### Stated exercise
Quote every one of the rows below line for line, without changing a single character.

— begin Records for processing —

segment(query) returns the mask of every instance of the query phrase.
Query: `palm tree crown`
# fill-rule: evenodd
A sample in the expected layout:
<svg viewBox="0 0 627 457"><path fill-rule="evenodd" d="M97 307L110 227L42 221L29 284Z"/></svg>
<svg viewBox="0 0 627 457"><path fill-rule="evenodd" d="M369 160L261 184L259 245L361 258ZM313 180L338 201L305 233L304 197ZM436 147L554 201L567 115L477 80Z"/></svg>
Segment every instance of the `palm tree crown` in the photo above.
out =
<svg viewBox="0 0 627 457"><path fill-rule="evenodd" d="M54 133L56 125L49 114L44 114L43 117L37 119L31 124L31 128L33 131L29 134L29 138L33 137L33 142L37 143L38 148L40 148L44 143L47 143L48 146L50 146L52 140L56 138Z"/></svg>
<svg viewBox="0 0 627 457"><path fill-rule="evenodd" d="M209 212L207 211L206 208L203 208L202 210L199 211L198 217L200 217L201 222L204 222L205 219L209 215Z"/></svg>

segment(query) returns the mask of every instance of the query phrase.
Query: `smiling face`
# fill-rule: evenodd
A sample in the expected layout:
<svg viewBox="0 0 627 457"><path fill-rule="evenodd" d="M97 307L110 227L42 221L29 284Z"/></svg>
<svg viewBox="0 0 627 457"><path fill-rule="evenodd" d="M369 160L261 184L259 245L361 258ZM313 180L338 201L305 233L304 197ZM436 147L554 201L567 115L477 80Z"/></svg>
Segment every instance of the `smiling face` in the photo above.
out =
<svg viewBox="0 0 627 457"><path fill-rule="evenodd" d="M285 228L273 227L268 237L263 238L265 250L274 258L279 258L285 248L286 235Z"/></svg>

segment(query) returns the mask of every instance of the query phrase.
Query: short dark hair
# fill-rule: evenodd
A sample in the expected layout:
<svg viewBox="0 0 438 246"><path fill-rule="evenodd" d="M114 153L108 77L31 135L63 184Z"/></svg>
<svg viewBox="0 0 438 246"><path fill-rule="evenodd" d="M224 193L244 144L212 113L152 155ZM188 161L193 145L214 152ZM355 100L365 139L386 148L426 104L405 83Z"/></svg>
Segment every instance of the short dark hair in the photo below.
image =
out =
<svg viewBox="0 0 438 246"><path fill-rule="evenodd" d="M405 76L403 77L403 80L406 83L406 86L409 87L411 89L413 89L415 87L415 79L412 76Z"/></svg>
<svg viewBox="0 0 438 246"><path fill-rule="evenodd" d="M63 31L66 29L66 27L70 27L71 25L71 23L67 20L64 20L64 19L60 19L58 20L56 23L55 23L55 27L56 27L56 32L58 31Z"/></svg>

— end Records for processing —

### Reply
segment(query) returns the mask of every instance of the query phrase.
Query: `palm tree crown`
# fill-rule: evenodd
A sample in the expected layout:
<svg viewBox="0 0 627 457"><path fill-rule="evenodd" d="M97 307L110 227L42 221L29 284Z"/></svg>
<svg viewBox="0 0 627 457"><path fill-rule="evenodd" d="M369 160L261 184L259 245L361 258ZM313 180L338 201L305 233L304 197ZM436 147L554 201L567 115L477 80Z"/></svg>
Segment every instance of the `palm tree crown` in the photo above.
out =
<svg viewBox="0 0 627 457"><path fill-rule="evenodd" d="M54 133L56 125L49 114L44 114L43 117L37 119L31 124L31 128L33 131L29 134L29 138L33 137L33 142L37 143L38 148L40 148L44 143L47 143L48 146L50 146L52 140L56 138Z"/></svg>
<svg viewBox="0 0 627 457"><path fill-rule="evenodd" d="M209 212L207 211L206 208L203 208L202 210L199 211L198 217L200 217L201 222L204 222L205 219L209 215Z"/></svg>

segment(query) returns the mask of every instance of the query phrase.
Query: `smiling face`
# fill-rule: evenodd
A sample in the expected layout:
<svg viewBox="0 0 627 457"><path fill-rule="evenodd" d="M97 307L110 227L42 221L29 284Z"/></svg>
<svg viewBox="0 0 627 457"><path fill-rule="evenodd" d="M369 160L261 184L259 245L361 258ZM313 180L338 201L305 233L304 197ZM436 147L554 201L567 115L477 80Z"/></svg>
Segment every instance of the `smiling face` in the photo above.
out =
<svg viewBox="0 0 627 457"><path fill-rule="evenodd" d="M285 228L273 227L268 237L263 238L265 250L274 258L279 258L285 248L286 235Z"/></svg>

segment(query) returns the mask of every instance of the query phrase.
Query: short dark hair
# fill-rule: evenodd
A sample in the expected layout:
<svg viewBox="0 0 438 246"><path fill-rule="evenodd" d="M114 153L108 77L31 135L63 184Z"/></svg>
<svg viewBox="0 0 438 246"><path fill-rule="evenodd" d="M224 193L244 144L212 113L152 155ZM188 161L193 145L214 152ZM355 100L365 139L386 148L426 104L405 83Z"/></svg>
Segment every instance of the short dark hair in the photo below.
image =
out =
<svg viewBox="0 0 438 246"><path fill-rule="evenodd" d="M405 76L403 77L403 80L406 83L406 86L409 87L411 89L413 89L415 87L415 79L412 76Z"/></svg>
<svg viewBox="0 0 438 246"><path fill-rule="evenodd" d="M63 31L66 29L66 27L70 27L71 25L71 23L67 20L64 20L64 19L60 19L58 20L56 23L55 23L55 27L56 27L56 32L58 31Z"/></svg>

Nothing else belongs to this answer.